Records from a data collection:
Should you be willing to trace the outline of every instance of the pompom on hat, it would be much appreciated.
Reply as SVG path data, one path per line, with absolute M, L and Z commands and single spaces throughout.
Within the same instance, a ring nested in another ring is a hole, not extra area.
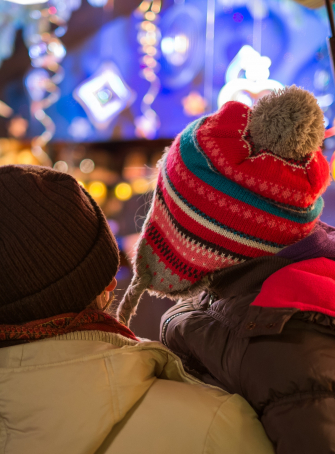
M 215 271 L 306 237 L 330 181 L 324 133 L 315 97 L 296 86 L 191 123 L 160 162 L 119 320 L 129 323 L 145 290 L 190 295 Z

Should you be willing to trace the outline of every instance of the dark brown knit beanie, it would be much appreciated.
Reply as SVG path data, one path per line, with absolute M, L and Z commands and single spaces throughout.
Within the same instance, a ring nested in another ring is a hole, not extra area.
M 1 324 L 82 311 L 118 265 L 104 214 L 73 177 L 0 167 Z

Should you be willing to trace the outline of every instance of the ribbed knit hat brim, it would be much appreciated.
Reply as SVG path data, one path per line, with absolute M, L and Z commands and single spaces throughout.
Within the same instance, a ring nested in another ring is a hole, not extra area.
M 115 238 L 100 207 L 69 175 L 0 168 L 0 323 L 79 312 L 112 281 Z

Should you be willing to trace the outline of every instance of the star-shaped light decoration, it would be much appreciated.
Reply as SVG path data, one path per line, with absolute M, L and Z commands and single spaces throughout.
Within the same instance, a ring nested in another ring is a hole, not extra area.
M 206 100 L 197 91 L 191 91 L 188 96 L 181 100 L 184 107 L 185 115 L 189 117 L 196 117 L 202 115 L 207 107 Z
M 73 97 L 97 129 L 106 129 L 122 110 L 134 102 L 136 95 L 117 66 L 104 63 L 74 90 Z

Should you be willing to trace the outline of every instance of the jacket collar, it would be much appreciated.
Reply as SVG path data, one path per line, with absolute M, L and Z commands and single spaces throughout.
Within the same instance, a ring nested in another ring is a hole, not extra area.
M 284 266 L 318 257 L 335 260 L 335 228 L 321 221 L 309 236 L 276 255 L 258 257 L 215 272 L 207 291 L 219 298 L 253 293 Z
M 335 228 L 319 221 L 306 238 L 282 249 L 277 257 L 294 262 L 325 257 L 335 259 Z
M 274 255 L 225 268 L 214 273 L 208 292 L 220 299 L 256 292 L 265 279 L 290 263 L 292 260 Z

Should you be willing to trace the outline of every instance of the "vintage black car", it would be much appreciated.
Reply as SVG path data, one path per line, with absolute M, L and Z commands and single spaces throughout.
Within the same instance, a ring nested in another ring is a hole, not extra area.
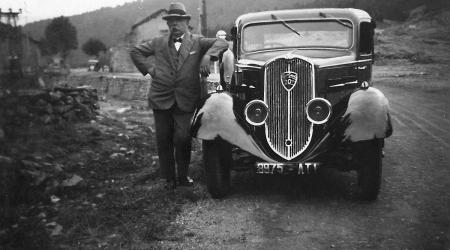
M 371 83 L 374 28 L 358 9 L 237 18 L 221 85 L 192 123 L 213 197 L 228 193 L 230 170 L 250 166 L 265 175 L 356 170 L 360 197 L 377 198 L 392 125 L 388 100 Z

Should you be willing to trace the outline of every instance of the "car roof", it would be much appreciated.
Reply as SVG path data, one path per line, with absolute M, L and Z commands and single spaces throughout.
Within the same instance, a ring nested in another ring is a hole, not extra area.
M 272 14 L 284 20 L 292 19 L 317 19 L 320 14 L 325 14 L 326 18 L 346 18 L 352 21 L 370 20 L 370 15 L 364 10 L 352 8 L 315 8 L 315 9 L 291 9 L 291 10 L 273 10 L 263 12 L 252 12 L 239 16 L 236 19 L 236 26 L 254 23 L 272 21 Z

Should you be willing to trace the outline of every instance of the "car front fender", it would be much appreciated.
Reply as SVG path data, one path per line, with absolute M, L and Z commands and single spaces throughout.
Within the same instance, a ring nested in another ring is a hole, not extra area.
M 233 98 L 227 92 L 212 93 L 200 105 L 192 120 L 191 136 L 202 140 L 220 137 L 254 156 L 274 162 L 245 130 L 242 119 L 236 117 Z
M 392 134 L 389 101 L 373 87 L 350 95 L 343 120 L 348 122 L 344 140 L 352 142 L 386 138 Z

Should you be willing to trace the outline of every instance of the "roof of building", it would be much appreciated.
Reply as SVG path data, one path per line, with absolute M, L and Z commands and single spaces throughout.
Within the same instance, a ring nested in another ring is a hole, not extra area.
M 133 26 L 131 26 L 131 29 L 132 29 L 132 30 L 136 29 L 136 28 L 137 28 L 138 26 L 140 26 L 141 24 L 144 24 L 144 23 L 146 23 L 146 22 L 148 22 L 148 21 L 150 21 L 150 20 L 152 20 L 152 19 L 158 17 L 158 16 L 159 16 L 160 14 L 162 14 L 162 13 L 163 13 L 163 14 L 166 14 L 166 13 L 167 13 L 167 10 L 166 10 L 166 9 L 159 9 L 159 10 L 153 12 L 151 15 L 149 15 L 149 16 L 147 16 L 146 18 L 140 20 L 139 22 L 133 24 Z

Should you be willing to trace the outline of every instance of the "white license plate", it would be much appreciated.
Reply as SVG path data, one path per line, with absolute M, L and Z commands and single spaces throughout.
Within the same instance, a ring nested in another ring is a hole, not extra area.
M 310 174 L 317 171 L 319 162 L 269 163 L 257 162 L 257 174 Z

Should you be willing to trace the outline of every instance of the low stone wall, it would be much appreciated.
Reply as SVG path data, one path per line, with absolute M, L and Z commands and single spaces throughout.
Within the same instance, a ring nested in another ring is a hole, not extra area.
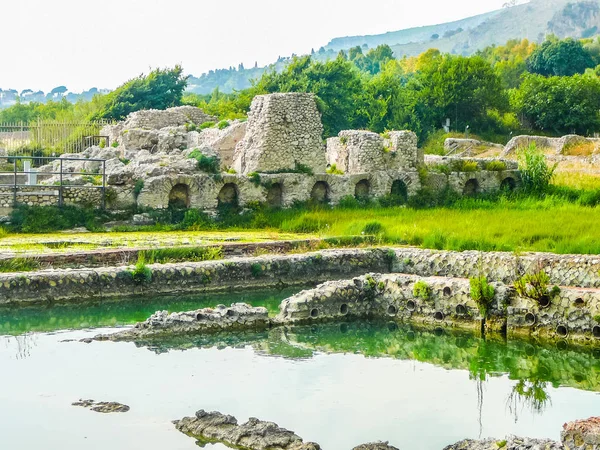
M 0 274 L 0 305 L 314 285 L 371 270 L 389 271 L 390 259 L 381 249 L 331 250 L 148 268 L 151 279 L 134 276 L 132 266 Z
M 59 204 L 58 186 L 19 186 L 16 196 L 17 204 L 28 206 L 55 206 Z M 102 205 L 101 186 L 63 186 L 63 202 L 71 205 Z M 10 209 L 15 206 L 14 189 L 0 187 L 0 208 Z

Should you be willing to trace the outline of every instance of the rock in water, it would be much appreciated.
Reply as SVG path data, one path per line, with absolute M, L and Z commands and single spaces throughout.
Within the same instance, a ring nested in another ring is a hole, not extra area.
M 110 413 L 125 413 L 129 411 L 129 406 L 117 402 L 96 402 L 94 400 L 82 400 L 72 403 L 73 406 L 81 406 L 92 411 L 110 414 Z

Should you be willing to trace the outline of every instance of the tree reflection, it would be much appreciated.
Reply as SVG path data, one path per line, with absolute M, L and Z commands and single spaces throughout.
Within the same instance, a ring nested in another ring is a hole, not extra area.
M 515 418 L 515 423 L 519 420 L 519 413 L 528 409 L 533 414 L 542 414 L 546 407 L 552 404 L 550 395 L 547 392 L 547 381 L 542 380 L 519 380 L 512 388 L 506 406 L 511 415 Z

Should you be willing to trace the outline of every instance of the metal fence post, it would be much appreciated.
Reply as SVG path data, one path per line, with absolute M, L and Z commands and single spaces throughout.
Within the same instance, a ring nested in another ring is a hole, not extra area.
M 106 160 L 102 161 L 102 209 L 106 209 Z
M 58 206 L 63 205 L 63 160 L 60 158 L 60 186 L 58 187 Z
M 13 187 L 13 206 L 17 206 L 17 158 L 13 159 L 14 163 L 14 187 Z

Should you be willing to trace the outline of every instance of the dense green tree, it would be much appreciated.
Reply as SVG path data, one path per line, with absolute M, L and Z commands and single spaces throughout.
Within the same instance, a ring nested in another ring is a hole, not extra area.
M 94 119 L 122 120 L 142 109 L 166 109 L 181 104 L 187 77 L 181 66 L 156 69 L 147 76 L 129 80 L 104 97 L 104 106 Z
M 527 59 L 527 69 L 544 76 L 572 76 L 595 66 L 583 44 L 571 38 L 547 40 Z
M 424 130 L 440 128 L 446 118 L 455 129 L 483 126 L 489 109 L 508 108 L 498 75 L 479 56 L 433 57 L 407 87 L 415 91 L 415 113 Z
M 593 73 L 527 75 L 512 102 L 537 129 L 579 134 L 600 131 L 600 79 Z

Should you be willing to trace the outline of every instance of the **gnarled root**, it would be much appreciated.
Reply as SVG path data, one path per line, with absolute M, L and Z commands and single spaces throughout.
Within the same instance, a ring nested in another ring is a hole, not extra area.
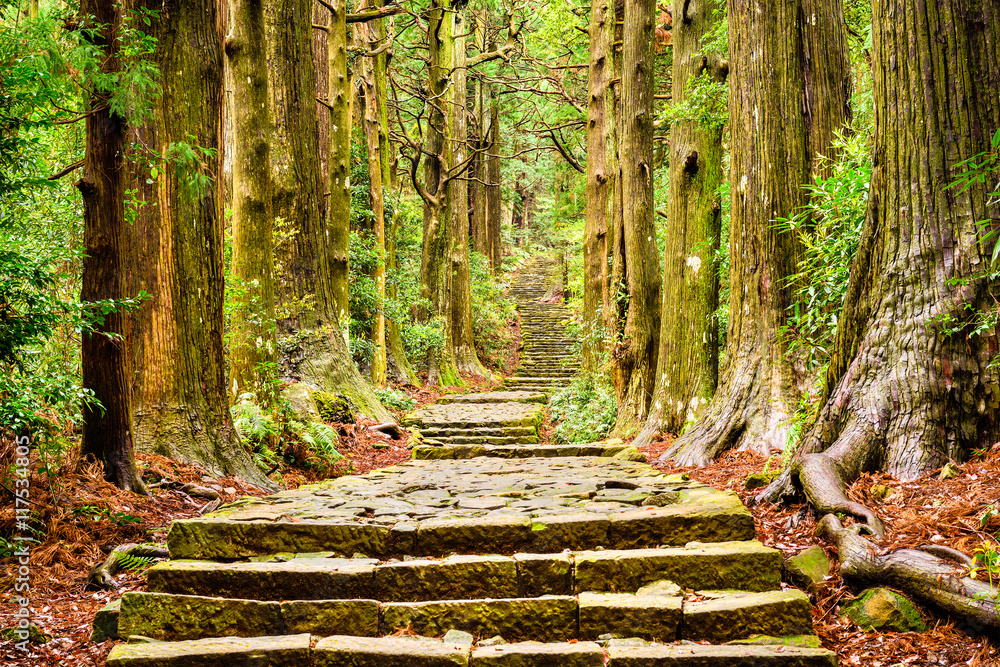
M 828 514 L 816 534 L 837 545 L 846 579 L 891 586 L 961 619 L 972 634 L 1000 630 L 1000 608 L 988 583 L 969 576 L 968 557 L 953 549 L 924 547 L 881 553 L 861 536 L 862 526 L 845 527 Z
M 862 530 L 876 537 L 885 536 L 885 526 L 875 512 L 849 500 L 844 493 L 848 480 L 835 459 L 825 454 L 806 454 L 792 465 L 792 476 L 798 478 L 809 503 L 820 512 L 840 512 L 862 519 Z
M 122 568 L 124 556 L 134 558 L 167 558 L 169 554 L 162 547 L 151 547 L 146 544 L 123 544 L 116 547 L 103 563 L 98 563 L 90 569 L 87 581 L 84 584 L 85 591 L 110 591 L 118 588 L 115 575 Z

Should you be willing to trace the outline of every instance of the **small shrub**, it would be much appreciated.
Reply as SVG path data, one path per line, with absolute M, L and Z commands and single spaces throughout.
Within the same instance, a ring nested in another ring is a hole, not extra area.
M 596 442 L 614 427 L 618 404 L 614 389 L 593 376 L 583 376 L 552 397 L 550 413 L 558 422 L 559 442 Z
M 378 396 L 378 400 L 382 402 L 382 405 L 390 410 L 406 412 L 412 410 L 413 406 L 417 404 L 416 401 L 406 395 L 406 392 L 393 389 L 392 387 L 376 389 L 375 395 Z

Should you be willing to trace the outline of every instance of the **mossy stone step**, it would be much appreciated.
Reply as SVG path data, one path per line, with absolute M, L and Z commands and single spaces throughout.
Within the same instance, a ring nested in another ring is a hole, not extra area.
M 420 435 L 425 438 L 443 438 L 451 435 L 464 435 L 469 437 L 480 435 L 520 436 L 538 435 L 538 429 L 533 426 L 500 426 L 496 428 L 422 428 L 420 429 Z
M 428 405 L 406 415 L 403 424 L 417 428 L 538 426 L 543 410 L 539 403 Z
M 645 462 L 646 457 L 629 445 L 418 445 L 413 448 L 417 460 L 471 459 L 493 456 L 503 459 L 554 458 L 564 456 L 603 456 Z
M 108 667 L 313 667 L 311 637 L 218 637 L 184 642 L 118 644 Z
M 536 431 L 537 433 L 537 431 Z M 429 435 L 425 434 L 428 444 L 431 440 L 441 444 L 451 445 L 535 445 L 537 435 Z
M 449 403 L 545 403 L 545 394 L 537 391 L 490 391 L 479 394 L 452 394 L 442 396 L 438 405 Z

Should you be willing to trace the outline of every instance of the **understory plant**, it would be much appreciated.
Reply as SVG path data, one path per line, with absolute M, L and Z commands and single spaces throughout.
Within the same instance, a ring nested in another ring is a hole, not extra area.
M 607 437 L 618 416 L 614 388 L 591 374 L 575 377 L 552 397 L 549 407 L 552 420 L 557 422 L 556 440 L 565 443 Z

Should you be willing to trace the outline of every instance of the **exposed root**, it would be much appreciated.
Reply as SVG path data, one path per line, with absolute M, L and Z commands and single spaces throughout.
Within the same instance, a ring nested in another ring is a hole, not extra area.
M 943 552 L 937 547 L 900 549 L 883 554 L 860 535 L 862 528 L 860 525 L 845 527 L 832 514 L 823 517 L 816 527 L 817 535 L 837 545 L 840 572 L 845 578 L 897 588 L 961 619 L 971 633 L 1000 630 L 998 592 L 969 576 L 964 554 L 946 553 L 942 557 Z M 956 560 L 962 562 L 956 563 Z
M 848 474 L 845 474 L 847 472 Z M 839 462 L 826 454 L 806 454 L 792 464 L 792 477 L 798 478 L 809 503 L 820 512 L 839 512 L 862 519 L 862 530 L 876 537 L 885 536 L 885 526 L 875 512 L 848 499 L 844 484 L 853 481 L 860 471 L 845 471 Z M 850 477 L 851 479 L 847 479 Z
M 127 557 L 133 559 L 161 559 L 167 558 L 167 550 L 161 547 L 151 547 L 145 544 L 123 544 L 117 547 L 103 563 L 98 563 L 90 569 L 87 575 L 87 582 L 83 590 L 114 590 L 118 588 L 115 575 L 127 562 Z

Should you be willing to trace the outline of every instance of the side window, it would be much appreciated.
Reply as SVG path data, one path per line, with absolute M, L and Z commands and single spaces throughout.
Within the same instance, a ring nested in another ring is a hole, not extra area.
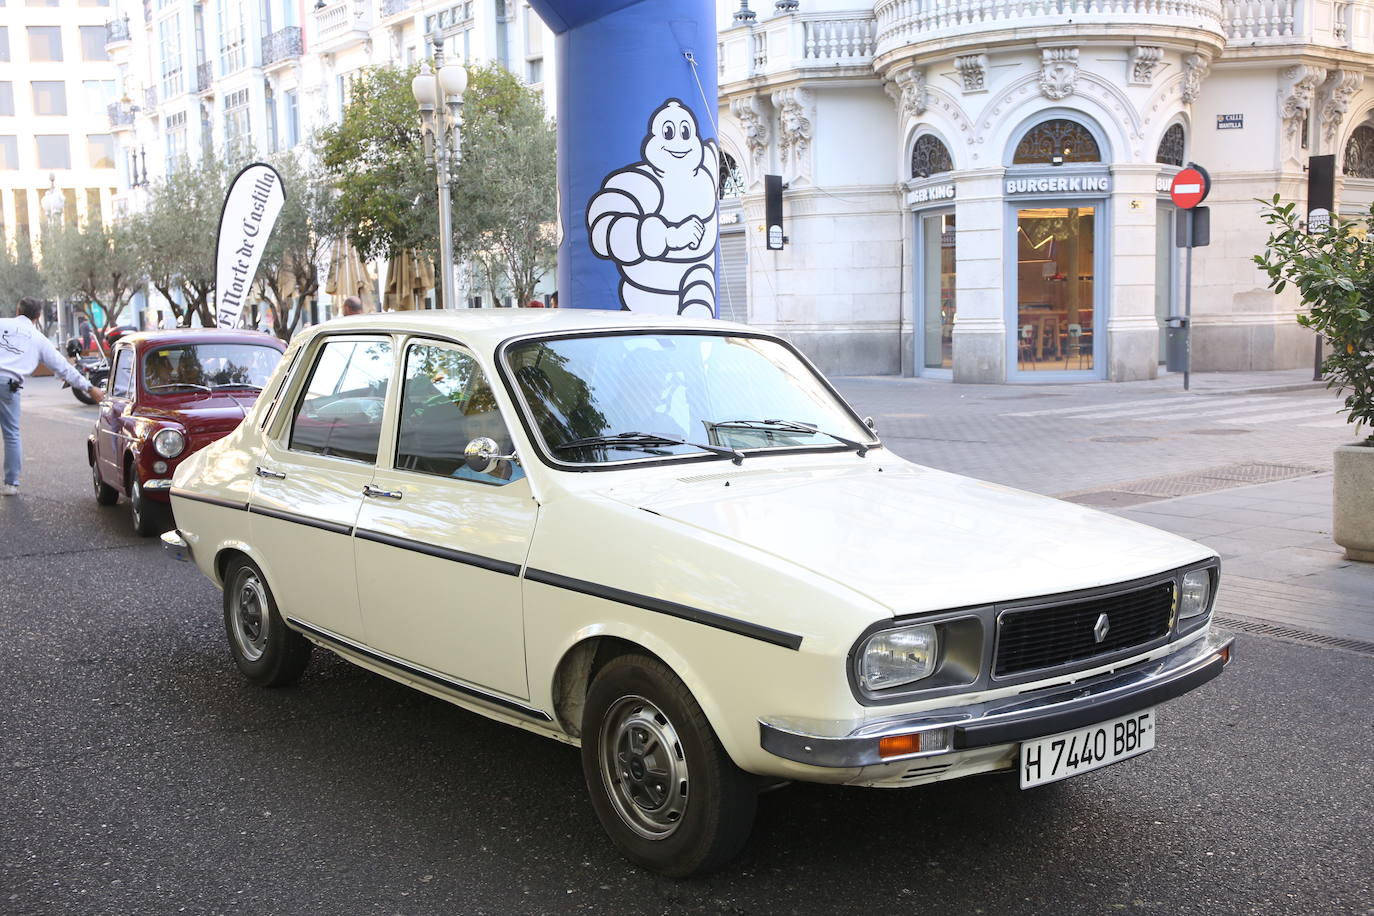
M 463 452 L 479 436 L 494 439 L 503 455 L 515 447 L 477 360 L 452 347 L 412 344 L 406 350 L 396 467 L 497 485 L 525 476 L 513 461 L 502 461 L 490 474 L 471 470 Z
M 131 398 L 134 396 L 134 351 L 125 347 L 115 356 L 114 371 L 110 373 L 110 396 Z
M 390 341 L 326 342 L 296 404 L 287 448 L 376 461 L 391 367 Z

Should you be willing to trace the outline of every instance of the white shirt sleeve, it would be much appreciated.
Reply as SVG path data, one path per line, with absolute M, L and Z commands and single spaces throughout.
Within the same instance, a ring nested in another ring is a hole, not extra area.
M 78 391 L 90 391 L 91 383 L 86 376 L 76 371 L 76 367 L 67 362 L 62 354 L 57 352 L 57 347 L 53 346 L 51 340 L 42 334 L 33 335 L 34 343 L 38 347 L 38 358 L 53 371 L 58 378 L 71 385 Z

* **Work required**: Your task is to copy each line of the data above that holds "roof".

* **Output of the exercise**:
Should you be willing to trace the outline of every instance of the "car roof", it would be much appreciated.
Should you be willing to trace the outline of every instance of the "roof of building", it would be much appreciated.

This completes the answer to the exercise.